WHAT YOU ARE ASKED TO DO:
Output every entry exactly as given.

SUPPLIED DATA:
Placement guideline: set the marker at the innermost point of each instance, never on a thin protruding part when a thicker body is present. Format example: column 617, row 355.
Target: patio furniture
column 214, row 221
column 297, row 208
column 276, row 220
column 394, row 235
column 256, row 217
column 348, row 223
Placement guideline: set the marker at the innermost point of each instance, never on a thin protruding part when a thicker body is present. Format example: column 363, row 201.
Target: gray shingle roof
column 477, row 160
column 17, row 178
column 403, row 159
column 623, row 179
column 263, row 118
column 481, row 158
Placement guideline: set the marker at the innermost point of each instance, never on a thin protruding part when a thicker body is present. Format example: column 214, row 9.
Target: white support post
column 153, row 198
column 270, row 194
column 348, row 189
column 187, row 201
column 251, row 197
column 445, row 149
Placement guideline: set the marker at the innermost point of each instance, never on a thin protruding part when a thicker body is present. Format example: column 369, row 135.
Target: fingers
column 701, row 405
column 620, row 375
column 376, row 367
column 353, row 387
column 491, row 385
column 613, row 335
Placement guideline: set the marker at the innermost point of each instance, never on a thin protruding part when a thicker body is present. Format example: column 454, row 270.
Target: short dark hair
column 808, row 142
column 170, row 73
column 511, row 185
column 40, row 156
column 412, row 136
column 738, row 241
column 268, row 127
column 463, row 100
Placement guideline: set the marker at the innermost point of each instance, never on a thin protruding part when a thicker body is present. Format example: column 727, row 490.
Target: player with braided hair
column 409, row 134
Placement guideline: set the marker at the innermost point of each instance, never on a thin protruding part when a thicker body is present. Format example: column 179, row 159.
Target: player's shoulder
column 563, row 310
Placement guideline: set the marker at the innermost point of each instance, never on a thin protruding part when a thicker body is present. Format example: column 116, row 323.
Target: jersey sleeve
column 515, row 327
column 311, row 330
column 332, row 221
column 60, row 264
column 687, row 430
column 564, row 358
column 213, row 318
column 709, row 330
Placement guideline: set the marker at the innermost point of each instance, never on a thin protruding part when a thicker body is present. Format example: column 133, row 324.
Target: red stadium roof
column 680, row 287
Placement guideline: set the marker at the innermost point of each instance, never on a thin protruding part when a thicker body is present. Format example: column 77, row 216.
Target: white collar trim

WORKED SOLUTION:
Placement guideline: set the marker at the innermost point of each instance, never on a thin protruding part when a thicker body is present. Format example: column 617, row 355.
Target: patio furniture
column 214, row 221
column 297, row 208
column 276, row 220
column 394, row 235
column 256, row 217
column 348, row 223
Placement guideline: set the marker at the innermost point of each instance, never on a thin protruding part when a thicker body is present. Format example: column 363, row 201.
Target: gray shingle roof
column 477, row 160
column 17, row 178
column 403, row 159
column 623, row 179
column 263, row 118
column 481, row 158
Placement guideline: set the marker at the innermost point of each instance, never on a thin protruding part when a thicker body is present. Format example: column 214, row 9.
Target: white support post
column 153, row 198
column 270, row 194
column 348, row 189
column 187, row 201
column 251, row 197
column 445, row 149
Placement guideline: set the marker at the innermost point of each instance, never on a thin protruding part when a thicker body is present. Format example: column 369, row 135.
Target: fingers
column 701, row 405
column 620, row 375
column 376, row 367
column 353, row 387
column 491, row 385
column 613, row 335
Placement guideline: set the marker at the innermost point of each instance, never on a thin protruding part when a thicker body is present. Format example: column 454, row 270.
Target: short dark hair
column 808, row 142
column 170, row 73
column 511, row 185
column 40, row 156
column 412, row 136
column 738, row 241
column 268, row 127
column 463, row 100
Placement guideline: set the marker at the innermost point of each instance, never on a thin protruding part when a thicker body is present. Format example: column 727, row 490.
Target: player with braided hair
column 409, row 134
Placement guideline: set the marker at the innermost point of each instance, never on a thin protruding part when a thicker body is present. Format example: column 179, row 159.
Target: player's shoulder
column 563, row 310
Placement guideline: set the marker at the innermost point of each instance, never on a thin protruding part when a thicker body is present. Format example: column 116, row 323.
Target: jersey sleeve
column 515, row 327
column 311, row 330
column 332, row 221
column 60, row 264
column 687, row 430
column 564, row 358
column 213, row 318
column 709, row 330
Placement guideline: set the marker at the innermost point of each instance, never on a thin protruding part when a thicker body is present. Format example: column 133, row 324.
Target: red stadium roof
column 680, row 287
Placement guideline: set the marker at the innermost point of each instance, never on a thin protruding part when a thicker body is present. Format example: column 77, row 216.
Target: white collar trim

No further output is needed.